Records from a data source
==================================================

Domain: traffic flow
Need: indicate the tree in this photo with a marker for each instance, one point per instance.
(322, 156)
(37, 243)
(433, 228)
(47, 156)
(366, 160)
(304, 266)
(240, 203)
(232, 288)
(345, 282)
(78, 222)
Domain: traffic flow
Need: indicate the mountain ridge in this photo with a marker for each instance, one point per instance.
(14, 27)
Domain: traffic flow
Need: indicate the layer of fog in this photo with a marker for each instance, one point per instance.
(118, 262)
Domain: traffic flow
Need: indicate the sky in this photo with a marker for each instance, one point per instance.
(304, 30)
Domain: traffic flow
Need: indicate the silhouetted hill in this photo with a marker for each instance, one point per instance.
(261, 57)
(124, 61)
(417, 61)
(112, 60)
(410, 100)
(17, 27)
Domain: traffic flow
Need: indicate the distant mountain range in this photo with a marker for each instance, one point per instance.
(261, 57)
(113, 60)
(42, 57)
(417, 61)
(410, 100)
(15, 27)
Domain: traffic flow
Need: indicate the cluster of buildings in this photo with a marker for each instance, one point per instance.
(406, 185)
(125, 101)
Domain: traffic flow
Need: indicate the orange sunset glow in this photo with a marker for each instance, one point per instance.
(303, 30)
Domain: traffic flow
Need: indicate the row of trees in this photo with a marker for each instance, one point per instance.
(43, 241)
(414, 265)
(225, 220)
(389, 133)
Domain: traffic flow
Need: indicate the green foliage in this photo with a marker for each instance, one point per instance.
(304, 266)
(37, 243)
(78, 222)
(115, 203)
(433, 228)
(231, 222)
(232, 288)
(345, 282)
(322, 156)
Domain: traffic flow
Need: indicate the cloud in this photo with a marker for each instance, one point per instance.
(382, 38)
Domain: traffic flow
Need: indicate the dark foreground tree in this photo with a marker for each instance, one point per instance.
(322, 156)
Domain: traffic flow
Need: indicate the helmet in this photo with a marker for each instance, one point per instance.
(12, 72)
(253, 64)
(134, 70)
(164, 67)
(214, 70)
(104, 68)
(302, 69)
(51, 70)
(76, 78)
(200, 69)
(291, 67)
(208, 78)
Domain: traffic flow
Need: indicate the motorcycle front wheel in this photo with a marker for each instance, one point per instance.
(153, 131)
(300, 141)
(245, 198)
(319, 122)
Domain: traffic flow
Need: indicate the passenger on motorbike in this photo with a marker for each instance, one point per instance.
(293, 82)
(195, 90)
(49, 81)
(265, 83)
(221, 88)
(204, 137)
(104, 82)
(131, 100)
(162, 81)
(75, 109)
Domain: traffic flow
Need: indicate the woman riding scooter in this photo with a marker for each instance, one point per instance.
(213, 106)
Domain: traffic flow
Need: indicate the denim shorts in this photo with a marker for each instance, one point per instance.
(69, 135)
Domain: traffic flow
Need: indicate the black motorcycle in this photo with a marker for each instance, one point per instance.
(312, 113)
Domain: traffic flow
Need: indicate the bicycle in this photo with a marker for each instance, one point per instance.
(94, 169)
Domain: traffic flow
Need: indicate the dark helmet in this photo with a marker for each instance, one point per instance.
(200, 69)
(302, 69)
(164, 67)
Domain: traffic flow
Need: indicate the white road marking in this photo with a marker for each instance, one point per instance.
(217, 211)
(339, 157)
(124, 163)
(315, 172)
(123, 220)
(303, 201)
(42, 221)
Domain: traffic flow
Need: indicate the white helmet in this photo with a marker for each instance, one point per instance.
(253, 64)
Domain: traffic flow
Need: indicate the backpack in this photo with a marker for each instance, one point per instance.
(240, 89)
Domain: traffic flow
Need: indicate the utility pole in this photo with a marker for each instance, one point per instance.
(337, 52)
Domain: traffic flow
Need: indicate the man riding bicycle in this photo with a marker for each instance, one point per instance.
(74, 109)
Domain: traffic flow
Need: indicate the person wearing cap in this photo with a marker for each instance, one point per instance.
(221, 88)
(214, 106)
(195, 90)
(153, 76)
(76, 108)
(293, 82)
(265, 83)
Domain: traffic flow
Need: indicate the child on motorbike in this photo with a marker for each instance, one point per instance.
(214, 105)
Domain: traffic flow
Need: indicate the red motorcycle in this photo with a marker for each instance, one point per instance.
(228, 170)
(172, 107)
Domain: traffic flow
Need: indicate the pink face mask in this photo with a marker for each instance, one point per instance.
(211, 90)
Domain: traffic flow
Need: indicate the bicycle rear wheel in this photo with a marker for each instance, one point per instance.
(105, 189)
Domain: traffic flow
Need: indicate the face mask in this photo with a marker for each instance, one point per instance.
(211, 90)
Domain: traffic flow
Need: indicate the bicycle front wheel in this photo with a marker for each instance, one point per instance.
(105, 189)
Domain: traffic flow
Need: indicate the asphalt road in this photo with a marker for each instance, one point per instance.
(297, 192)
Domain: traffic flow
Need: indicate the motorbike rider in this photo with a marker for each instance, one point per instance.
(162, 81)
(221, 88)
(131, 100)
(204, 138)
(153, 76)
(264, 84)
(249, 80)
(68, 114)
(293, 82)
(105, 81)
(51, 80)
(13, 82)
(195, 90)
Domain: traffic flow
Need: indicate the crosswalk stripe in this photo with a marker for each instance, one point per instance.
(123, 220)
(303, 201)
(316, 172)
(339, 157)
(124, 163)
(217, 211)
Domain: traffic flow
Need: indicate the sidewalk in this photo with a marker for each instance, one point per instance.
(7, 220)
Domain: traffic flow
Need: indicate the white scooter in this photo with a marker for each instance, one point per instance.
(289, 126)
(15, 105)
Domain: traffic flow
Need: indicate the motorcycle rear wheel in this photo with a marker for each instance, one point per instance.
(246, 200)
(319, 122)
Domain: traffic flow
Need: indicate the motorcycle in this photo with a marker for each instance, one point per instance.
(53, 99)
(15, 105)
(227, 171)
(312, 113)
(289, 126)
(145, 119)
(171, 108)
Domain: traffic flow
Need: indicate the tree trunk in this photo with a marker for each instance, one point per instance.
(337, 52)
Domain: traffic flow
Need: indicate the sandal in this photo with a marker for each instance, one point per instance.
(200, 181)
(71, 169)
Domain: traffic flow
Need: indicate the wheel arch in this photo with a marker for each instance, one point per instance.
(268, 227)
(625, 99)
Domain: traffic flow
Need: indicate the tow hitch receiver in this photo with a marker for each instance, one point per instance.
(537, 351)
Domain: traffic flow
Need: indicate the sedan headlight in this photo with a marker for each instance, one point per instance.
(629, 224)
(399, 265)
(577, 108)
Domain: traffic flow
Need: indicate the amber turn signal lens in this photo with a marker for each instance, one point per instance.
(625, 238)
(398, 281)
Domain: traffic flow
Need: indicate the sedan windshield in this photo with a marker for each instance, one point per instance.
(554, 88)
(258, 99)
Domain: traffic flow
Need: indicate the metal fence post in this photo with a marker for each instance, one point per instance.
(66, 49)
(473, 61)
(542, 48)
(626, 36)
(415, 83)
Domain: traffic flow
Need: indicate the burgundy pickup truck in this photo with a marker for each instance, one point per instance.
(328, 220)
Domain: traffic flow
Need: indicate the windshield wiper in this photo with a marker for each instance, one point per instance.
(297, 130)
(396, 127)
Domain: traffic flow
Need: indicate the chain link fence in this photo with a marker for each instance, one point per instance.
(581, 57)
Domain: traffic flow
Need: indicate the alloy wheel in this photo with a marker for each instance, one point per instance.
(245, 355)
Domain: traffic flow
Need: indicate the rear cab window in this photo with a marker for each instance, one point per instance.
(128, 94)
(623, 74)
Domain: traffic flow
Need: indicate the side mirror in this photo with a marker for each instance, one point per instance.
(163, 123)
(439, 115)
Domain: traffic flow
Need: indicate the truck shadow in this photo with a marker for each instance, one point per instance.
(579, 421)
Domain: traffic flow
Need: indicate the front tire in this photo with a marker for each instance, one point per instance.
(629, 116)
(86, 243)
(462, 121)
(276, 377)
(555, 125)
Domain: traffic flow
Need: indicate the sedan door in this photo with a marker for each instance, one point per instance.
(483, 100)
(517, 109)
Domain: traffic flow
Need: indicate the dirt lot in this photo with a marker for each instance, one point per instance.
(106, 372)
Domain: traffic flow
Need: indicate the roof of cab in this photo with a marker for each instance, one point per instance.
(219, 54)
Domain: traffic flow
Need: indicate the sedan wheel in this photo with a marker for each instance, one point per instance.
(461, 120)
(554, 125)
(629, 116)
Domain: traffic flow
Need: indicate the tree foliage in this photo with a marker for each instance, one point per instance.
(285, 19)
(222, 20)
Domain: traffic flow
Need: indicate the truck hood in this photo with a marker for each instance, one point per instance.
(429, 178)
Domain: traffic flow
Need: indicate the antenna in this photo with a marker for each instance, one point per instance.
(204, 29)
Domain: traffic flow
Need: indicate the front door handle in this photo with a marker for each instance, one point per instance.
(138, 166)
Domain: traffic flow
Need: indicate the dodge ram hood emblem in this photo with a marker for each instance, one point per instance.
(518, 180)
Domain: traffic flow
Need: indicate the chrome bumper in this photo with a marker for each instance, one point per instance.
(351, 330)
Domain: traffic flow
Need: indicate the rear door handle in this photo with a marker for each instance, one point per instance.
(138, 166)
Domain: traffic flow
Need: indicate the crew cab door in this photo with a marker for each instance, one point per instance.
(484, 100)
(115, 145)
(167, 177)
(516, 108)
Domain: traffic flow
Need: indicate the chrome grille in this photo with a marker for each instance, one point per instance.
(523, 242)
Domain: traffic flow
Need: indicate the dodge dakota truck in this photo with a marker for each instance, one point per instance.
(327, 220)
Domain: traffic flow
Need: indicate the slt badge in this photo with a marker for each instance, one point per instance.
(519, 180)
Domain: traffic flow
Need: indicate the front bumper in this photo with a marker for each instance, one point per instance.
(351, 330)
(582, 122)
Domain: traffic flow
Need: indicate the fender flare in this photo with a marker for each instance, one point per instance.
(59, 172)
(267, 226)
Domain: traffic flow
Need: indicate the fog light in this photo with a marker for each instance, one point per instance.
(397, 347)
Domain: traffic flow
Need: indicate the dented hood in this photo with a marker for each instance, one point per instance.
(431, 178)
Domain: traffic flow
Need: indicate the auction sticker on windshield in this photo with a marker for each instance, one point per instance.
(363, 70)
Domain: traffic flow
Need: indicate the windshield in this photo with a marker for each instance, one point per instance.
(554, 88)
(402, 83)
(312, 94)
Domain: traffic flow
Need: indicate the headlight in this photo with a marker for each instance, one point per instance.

==================================================

Make an exact copy of each line, beginning at the one containing "Need: indicate the chrome grille" and ending with the last line of the data, and of no other line.

Need: indicate the chrome grille in this photo with a marker for each instance, one point per instance.
(523, 242)
Domain: traffic flow
Need: indicate the dodge dakota truck in this photo with a marker for each instance, one point per instance.
(327, 220)
Domain: traffic flow
Need: indicate the slt badge in this photo with a marker for each instance, one point per instance.
(519, 180)
Domain: traffic flow
Need: indicate the front bumper in this photo with a marker for each instance, one point per instance.
(351, 330)
(582, 122)
Domain: traffic flow
Need: indicate the fender flare in this photo with a marker for each instance, one point per instance.
(59, 172)
(267, 226)
Domain: traffic flow
Need: indicate the fog light in this photo with a marker for each instance, one point per instance.
(397, 347)
Domain: traffic flow
Need: indicate the dented hood in this photo with a marker for each instance, one point per instance.
(431, 178)
Domain: traffic flow
Need: indicate the auction sticker on windshield in this photo with a marker for each instance, one point per instance.
(363, 70)
Domain: traffic flow
Need: indicate the windshield in this photo with a marker for each instance, one point per instance.
(554, 88)
(402, 83)
(312, 94)
Domain: traffic flow
Need: indicate the headlight in this photo with a marker for each instance, one point per instance.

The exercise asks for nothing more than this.